**Required actions:**
(a) In the article on Meta's GDPR fine over password storage, when did the DPC launch its inquiry into the password storage issue?
(b) Continue the article about Meta's GDPR fine over plaintext password storage, starting after its last sentence.

Irish Meta office showing GDPR fine over password storage

Meta Receives €91 Million GDPR Fine Over Plaintext Password Storage

A 2019 incident in which user passwords were inadvertently stored in plaintext has netted a €91 million GDPR fine for Meta from Ireland’s DPC. Access to the password storage was limited to Meta workers on an internal company network, but the company was primarily flagged for failure to maintain proper security standards and failure to document and notify in a timely manner.

Meta GDPR fine comes with reprimand

The GDPR fine was issued to Meta Platforms Ireland Limited (MPIL), the company’s Irish branch and center of its EU operations. In March 2019 MPIL notified the DPC that a January security review had caught a total of hundreds of millions of credentials for Facebook, Facebook Lite and Instagram users sitting on the company network in plaintext. The DPC launched an inquiry into the password storage issue in April of that year to determine potential GDPR violations.

**Material provided:**
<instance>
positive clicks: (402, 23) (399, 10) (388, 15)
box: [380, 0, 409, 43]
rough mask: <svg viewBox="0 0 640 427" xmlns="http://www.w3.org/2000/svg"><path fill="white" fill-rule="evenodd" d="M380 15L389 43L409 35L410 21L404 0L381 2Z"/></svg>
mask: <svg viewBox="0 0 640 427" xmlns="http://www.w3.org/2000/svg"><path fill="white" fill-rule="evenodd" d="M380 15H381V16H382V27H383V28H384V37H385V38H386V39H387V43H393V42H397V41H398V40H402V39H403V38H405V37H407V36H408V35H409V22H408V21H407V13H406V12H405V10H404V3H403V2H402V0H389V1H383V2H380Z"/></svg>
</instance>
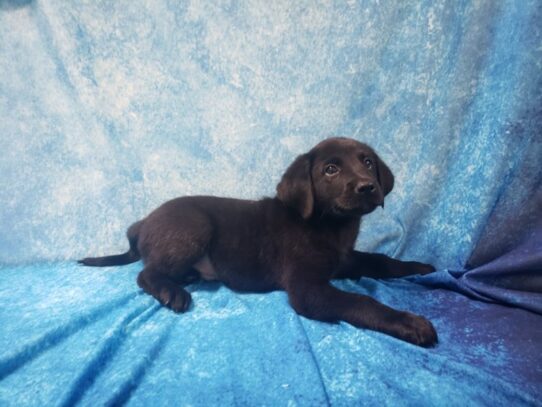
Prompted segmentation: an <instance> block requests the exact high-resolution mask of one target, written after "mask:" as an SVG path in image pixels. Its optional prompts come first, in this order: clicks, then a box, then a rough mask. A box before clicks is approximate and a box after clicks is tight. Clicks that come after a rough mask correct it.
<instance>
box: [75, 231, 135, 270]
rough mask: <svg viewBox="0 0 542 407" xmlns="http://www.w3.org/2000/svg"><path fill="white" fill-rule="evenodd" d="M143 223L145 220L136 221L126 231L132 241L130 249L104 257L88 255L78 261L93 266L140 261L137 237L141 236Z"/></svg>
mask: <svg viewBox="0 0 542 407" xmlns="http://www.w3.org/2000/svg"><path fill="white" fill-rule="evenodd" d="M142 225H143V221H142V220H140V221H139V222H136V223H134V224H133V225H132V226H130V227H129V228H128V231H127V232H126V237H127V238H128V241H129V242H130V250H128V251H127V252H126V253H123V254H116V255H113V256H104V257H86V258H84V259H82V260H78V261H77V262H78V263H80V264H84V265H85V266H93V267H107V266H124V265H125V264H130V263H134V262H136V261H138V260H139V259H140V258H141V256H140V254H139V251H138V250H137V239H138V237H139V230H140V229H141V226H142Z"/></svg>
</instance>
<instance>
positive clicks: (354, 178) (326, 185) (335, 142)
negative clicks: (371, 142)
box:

...

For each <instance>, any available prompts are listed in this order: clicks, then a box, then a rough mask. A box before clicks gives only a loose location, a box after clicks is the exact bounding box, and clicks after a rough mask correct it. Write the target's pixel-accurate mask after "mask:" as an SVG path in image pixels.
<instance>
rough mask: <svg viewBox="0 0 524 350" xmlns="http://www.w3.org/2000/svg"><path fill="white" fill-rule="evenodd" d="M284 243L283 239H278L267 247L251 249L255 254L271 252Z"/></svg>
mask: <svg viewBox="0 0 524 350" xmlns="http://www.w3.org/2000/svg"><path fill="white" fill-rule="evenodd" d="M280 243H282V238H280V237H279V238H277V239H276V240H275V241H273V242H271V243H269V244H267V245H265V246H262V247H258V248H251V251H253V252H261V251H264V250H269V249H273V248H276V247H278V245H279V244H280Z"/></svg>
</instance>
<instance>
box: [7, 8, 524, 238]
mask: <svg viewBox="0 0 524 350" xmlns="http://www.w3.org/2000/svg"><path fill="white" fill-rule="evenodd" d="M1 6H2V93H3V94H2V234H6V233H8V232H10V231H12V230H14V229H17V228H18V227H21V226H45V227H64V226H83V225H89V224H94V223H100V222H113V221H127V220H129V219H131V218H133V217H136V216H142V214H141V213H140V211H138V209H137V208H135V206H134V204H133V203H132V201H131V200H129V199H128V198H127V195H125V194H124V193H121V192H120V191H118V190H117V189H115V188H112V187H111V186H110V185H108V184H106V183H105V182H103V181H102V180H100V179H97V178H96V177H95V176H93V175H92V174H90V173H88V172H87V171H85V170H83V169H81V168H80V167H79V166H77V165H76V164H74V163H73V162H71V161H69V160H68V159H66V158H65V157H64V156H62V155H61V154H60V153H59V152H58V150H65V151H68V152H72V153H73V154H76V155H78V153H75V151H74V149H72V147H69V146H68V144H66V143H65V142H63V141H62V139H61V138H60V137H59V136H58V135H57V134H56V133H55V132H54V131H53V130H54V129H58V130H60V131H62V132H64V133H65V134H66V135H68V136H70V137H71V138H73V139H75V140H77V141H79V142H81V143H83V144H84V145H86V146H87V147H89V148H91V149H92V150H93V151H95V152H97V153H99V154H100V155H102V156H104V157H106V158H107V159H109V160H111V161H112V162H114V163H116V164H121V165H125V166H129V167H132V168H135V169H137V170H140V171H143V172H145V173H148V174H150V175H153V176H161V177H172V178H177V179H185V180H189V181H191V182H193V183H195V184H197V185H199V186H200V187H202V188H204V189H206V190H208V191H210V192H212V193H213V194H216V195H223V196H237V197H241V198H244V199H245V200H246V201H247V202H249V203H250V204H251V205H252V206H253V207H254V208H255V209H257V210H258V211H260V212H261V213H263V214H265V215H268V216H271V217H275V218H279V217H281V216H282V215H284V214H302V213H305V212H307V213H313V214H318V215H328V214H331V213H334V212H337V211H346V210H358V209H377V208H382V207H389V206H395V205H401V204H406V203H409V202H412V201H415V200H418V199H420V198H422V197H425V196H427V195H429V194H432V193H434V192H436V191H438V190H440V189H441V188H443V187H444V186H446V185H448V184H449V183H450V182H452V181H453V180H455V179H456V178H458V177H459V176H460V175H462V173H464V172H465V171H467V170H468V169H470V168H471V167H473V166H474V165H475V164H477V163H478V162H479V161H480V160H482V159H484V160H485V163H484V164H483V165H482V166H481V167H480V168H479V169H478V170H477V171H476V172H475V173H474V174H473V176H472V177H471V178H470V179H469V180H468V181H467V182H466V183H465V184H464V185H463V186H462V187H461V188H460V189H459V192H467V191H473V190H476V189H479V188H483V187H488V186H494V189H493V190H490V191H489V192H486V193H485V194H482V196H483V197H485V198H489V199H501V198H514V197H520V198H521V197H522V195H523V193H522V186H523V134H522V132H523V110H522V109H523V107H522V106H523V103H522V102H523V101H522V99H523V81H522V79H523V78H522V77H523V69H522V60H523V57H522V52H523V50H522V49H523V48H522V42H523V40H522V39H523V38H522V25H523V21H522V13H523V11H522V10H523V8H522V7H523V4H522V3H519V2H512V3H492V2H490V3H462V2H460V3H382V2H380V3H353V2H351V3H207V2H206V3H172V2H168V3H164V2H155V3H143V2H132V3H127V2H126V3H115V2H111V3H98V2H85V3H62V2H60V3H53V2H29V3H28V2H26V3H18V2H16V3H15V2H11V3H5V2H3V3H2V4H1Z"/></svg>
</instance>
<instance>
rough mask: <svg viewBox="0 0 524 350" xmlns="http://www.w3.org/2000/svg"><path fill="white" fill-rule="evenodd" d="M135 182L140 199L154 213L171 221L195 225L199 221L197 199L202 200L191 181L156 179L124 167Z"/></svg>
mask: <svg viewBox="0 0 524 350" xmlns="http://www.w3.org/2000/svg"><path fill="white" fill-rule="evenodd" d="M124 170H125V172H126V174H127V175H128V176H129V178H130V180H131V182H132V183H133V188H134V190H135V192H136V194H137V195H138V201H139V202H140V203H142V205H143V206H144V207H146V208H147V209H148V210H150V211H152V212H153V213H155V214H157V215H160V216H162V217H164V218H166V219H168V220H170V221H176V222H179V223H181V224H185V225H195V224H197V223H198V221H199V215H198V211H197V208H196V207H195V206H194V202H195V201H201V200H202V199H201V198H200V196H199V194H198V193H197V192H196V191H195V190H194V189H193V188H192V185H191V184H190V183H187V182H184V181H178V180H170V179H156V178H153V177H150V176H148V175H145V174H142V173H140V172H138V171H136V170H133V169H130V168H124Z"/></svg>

...

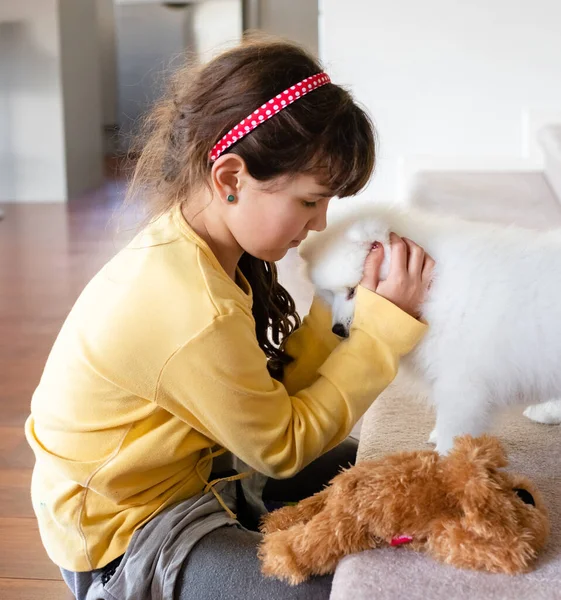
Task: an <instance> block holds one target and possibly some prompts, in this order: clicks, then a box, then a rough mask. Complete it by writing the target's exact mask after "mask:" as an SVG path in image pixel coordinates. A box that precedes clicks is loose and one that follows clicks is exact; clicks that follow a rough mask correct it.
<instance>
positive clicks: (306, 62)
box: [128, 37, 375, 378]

**Answers by item number:**
(a) April 2019

(b)
As has happened before with Irish DPC investigations into Meta, the process ended up taking quite some time. The draft decision was not submitted to the EU’s other supervisory authorities until June of this year, and met with no objection. The Irish DPC found violations of Articles 5, 32 and 33 of the GDPR: failure to notify the DPC about the password storage in a timely manner, failure to document any potential personal data breaches connected to the storage, and a lack of appropriate technical or organizational measures to ensure the security of stored passwords.

Meta receives a fine total equivalent to about $120 million USD for this, in addition to a reprimand pursuant to GDPR Article 58. Meta has previously said that it found no  outside access to the plaintext password storage, something that appears to be supported by the GDPR ruling, and no indication that any were ever abused. Hundreds of millions of Meta service users were nevertheless notified of password exposure and prompted to change their credentials in 2019. Though there were no documented instances of it actually happening, the fact that the exposed passwords could have been used to access social media accounts appears to have been a factor in the GDPR fine total.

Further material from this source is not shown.